▶ EXERCISE:
Can you reproduce each of the records below word for word, from the first to the last?

((

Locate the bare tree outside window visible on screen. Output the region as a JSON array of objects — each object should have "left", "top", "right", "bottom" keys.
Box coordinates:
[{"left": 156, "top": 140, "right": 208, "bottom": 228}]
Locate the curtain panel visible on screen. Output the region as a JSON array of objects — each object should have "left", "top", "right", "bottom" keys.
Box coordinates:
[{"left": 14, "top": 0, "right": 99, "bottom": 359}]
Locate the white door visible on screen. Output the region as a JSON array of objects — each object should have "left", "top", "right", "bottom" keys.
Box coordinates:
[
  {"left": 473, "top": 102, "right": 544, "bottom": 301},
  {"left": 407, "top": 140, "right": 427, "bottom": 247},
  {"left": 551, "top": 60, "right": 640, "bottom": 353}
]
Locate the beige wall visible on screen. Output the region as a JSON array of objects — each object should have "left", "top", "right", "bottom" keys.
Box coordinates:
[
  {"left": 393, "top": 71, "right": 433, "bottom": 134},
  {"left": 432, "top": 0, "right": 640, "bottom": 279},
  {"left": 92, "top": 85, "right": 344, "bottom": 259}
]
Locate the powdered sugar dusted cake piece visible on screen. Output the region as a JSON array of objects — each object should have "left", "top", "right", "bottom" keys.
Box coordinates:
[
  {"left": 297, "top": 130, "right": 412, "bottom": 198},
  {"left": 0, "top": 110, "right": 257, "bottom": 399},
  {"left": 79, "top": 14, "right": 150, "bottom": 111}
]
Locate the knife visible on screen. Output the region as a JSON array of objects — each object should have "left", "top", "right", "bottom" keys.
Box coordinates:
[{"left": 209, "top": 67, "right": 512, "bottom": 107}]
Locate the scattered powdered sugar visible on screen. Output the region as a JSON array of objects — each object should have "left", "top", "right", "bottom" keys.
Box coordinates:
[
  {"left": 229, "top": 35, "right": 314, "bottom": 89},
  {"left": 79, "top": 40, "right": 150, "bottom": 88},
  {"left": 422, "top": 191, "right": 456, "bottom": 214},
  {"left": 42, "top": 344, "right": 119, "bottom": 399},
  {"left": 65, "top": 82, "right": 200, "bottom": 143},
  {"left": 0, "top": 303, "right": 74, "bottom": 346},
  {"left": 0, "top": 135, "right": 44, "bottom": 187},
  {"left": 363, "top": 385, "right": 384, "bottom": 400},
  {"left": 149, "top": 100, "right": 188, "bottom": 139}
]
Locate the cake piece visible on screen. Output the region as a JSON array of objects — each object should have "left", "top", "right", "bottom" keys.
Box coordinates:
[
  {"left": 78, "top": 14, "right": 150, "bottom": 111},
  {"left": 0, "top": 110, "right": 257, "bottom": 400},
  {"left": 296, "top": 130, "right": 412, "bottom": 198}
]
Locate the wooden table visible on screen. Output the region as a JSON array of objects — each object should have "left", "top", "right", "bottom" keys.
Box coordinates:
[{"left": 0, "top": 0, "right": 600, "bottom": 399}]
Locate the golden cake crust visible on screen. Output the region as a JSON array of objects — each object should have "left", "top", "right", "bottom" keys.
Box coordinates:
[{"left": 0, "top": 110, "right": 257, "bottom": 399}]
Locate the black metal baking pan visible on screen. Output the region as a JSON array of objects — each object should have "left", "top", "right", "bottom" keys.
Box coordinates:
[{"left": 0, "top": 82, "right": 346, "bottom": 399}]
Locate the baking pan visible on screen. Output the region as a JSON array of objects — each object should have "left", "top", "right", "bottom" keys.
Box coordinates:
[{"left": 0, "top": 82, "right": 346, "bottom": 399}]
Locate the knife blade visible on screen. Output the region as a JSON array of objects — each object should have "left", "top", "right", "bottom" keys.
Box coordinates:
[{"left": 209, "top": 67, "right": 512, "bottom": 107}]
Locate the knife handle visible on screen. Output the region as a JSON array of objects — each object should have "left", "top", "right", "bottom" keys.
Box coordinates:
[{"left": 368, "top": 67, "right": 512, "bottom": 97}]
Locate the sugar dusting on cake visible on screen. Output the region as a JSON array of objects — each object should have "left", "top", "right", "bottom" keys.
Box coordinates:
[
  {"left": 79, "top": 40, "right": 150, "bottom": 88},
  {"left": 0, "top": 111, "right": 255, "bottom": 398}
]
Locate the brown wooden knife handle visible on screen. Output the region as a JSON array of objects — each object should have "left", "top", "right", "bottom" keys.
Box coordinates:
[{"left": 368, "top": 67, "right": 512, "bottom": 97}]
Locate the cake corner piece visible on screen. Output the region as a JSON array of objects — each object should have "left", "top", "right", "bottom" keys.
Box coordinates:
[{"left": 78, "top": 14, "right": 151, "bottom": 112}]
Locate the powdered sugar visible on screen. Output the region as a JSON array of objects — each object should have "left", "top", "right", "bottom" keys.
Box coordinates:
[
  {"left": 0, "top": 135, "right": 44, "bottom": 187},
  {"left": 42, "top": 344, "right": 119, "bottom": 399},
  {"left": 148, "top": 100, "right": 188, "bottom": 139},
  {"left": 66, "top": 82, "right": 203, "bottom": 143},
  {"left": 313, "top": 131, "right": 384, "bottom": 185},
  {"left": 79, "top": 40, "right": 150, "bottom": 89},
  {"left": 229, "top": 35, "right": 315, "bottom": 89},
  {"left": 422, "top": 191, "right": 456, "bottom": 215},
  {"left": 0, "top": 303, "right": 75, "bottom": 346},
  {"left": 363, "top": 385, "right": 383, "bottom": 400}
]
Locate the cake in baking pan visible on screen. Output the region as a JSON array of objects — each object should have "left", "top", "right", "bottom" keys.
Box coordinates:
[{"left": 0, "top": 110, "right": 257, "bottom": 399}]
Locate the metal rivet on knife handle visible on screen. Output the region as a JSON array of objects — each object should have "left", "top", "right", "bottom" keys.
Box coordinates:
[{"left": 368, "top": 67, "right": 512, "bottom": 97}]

))

▶ SOLUTION TO THE EXERCISE:
Locate the bare tree outside window visible on screen. Output the region as a JSON array of objects — each object should have "left", "top", "right", "bottom" keys.
Box coordinates:
[{"left": 156, "top": 140, "right": 208, "bottom": 228}]
Locate the curtain panel visible on screen. Output the region as a JSON array of objects — each object should have "left", "top", "right", "bottom" keys.
Box coordinates:
[{"left": 14, "top": 0, "right": 99, "bottom": 359}]
Locate the white door visible on screen. Output the region as a JSON array of objects — each object should have "left", "top", "right", "bottom" keys.
Box coordinates:
[
  {"left": 473, "top": 102, "right": 544, "bottom": 301},
  {"left": 407, "top": 140, "right": 427, "bottom": 247},
  {"left": 551, "top": 60, "right": 640, "bottom": 353}
]
Locate the beige wall visible on screen. Output the region as a JSON array of objects — each object should have "left", "top", "right", "bottom" keys.
Box coordinates:
[
  {"left": 393, "top": 71, "right": 433, "bottom": 134},
  {"left": 432, "top": 0, "right": 640, "bottom": 279},
  {"left": 92, "top": 85, "right": 344, "bottom": 259}
]
Locate the powdered sugar dusted cake piece visible on screen. Output the region as a JSON array of objects — each object should have "left", "top", "right", "bottom" keys.
Box coordinates:
[
  {"left": 297, "top": 130, "right": 412, "bottom": 198},
  {"left": 0, "top": 110, "right": 257, "bottom": 399},
  {"left": 79, "top": 14, "right": 150, "bottom": 111}
]
Locate the knife visible on screen. Output the region as a JSON array of objects — each object should have "left", "top", "right", "bottom" keys.
Box coordinates:
[{"left": 209, "top": 67, "right": 512, "bottom": 107}]
Locate the scattered powdered sugar visible on screen. Output the region as a JSON array of objects — each object should have "left", "top", "right", "bottom" keys.
Box coordinates:
[
  {"left": 229, "top": 35, "right": 314, "bottom": 89},
  {"left": 79, "top": 40, "right": 150, "bottom": 88},
  {"left": 422, "top": 191, "right": 456, "bottom": 214},
  {"left": 42, "top": 344, "right": 119, "bottom": 399},
  {"left": 65, "top": 82, "right": 200, "bottom": 143},
  {"left": 0, "top": 303, "right": 74, "bottom": 346},
  {"left": 0, "top": 135, "right": 44, "bottom": 187},
  {"left": 363, "top": 385, "right": 384, "bottom": 400},
  {"left": 149, "top": 100, "right": 188, "bottom": 139}
]
Locate the cake piece visible on screen. Output the region as a JSON array of objects — each object should have "left", "top", "right", "bottom" keys.
Box coordinates:
[
  {"left": 78, "top": 14, "right": 150, "bottom": 111},
  {"left": 0, "top": 110, "right": 257, "bottom": 400},
  {"left": 296, "top": 130, "right": 412, "bottom": 198}
]
Locate the wooden table visible on screen. Output the region as a JSON array of objects — each object should have "left", "top", "right", "bottom" keys.
Box coordinates:
[{"left": 0, "top": 0, "right": 600, "bottom": 399}]
Locate the golden cake crust visible on screen. Output the region as a JSON array of objects — each object should have "left", "top", "right", "bottom" keys.
Box coordinates:
[{"left": 0, "top": 110, "right": 257, "bottom": 399}]
Locate the black metal baking pan visible on screen. Output the region as a JSON array of objects — each object should have "left", "top", "right", "bottom" keys.
Box coordinates:
[{"left": 0, "top": 82, "right": 346, "bottom": 399}]
Locate the baking pan visible on screen. Output the region as a JSON array of objects — each object should have "left", "top", "right", "bottom" keys.
Box coordinates:
[{"left": 0, "top": 82, "right": 346, "bottom": 399}]
Locate the knife blade visible on screen. Output the region as a JSON array of objects — each object should have "left", "top", "right", "bottom" keys.
Box coordinates:
[{"left": 209, "top": 67, "right": 512, "bottom": 107}]
Locate the knife handle visible on screen. Output the region as a JSON array of objects — each object should have "left", "top", "right", "bottom" keys.
Box coordinates:
[{"left": 368, "top": 67, "right": 512, "bottom": 97}]
Locate the sugar dusting on cake visible on screen. Output the region as a JSON array of objects — each object should have "left", "top", "right", "bottom" keys.
Box coordinates:
[
  {"left": 79, "top": 40, "right": 150, "bottom": 88},
  {"left": 0, "top": 111, "right": 255, "bottom": 398}
]
Locate the brown wooden knife handle visible on screen. Output the region as a JSON array of objects — each object should have "left", "top", "right", "bottom" keys.
Box coordinates:
[{"left": 368, "top": 67, "right": 512, "bottom": 97}]
Locate the cake corner piece visible on screen. Output the region as a JSON array of objects — each object should have "left", "top", "right", "bottom" keys.
Box coordinates:
[{"left": 78, "top": 14, "right": 151, "bottom": 112}]
Locate the powdered sugar visible on screen. Output the region as a JSON array of objects — each object should have "left", "top", "right", "bottom" keys.
Box coordinates:
[
  {"left": 0, "top": 135, "right": 44, "bottom": 187},
  {"left": 42, "top": 344, "right": 119, "bottom": 399},
  {"left": 148, "top": 100, "right": 188, "bottom": 139},
  {"left": 66, "top": 82, "right": 203, "bottom": 143},
  {"left": 313, "top": 131, "right": 384, "bottom": 185},
  {"left": 79, "top": 40, "right": 150, "bottom": 89},
  {"left": 229, "top": 35, "right": 315, "bottom": 89},
  {"left": 422, "top": 191, "right": 456, "bottom": 215},
  {"left": 0, "top": 303, "right": 75, "bottom": 346},
  {"left": 363, "top": 385, "right": 383, "bottom": 400}
]
Locate the cake in baking pan visible on screen. Output the region as a JSON array of objects — each object should have "left", "top", "right", "bottom" keys.
Box coordinates:
[{"left": 0, "top": 110, "right": 257, "bottom": 399}]
Locate the metal rivet on knife handle visible on screen. Output the region as a JSON array of objects — each object should have "left", "top", "right", "bottom" keys.
Box coordinates:
[{"left": 368, "top": 67, "right": 512, "bottom": 97}]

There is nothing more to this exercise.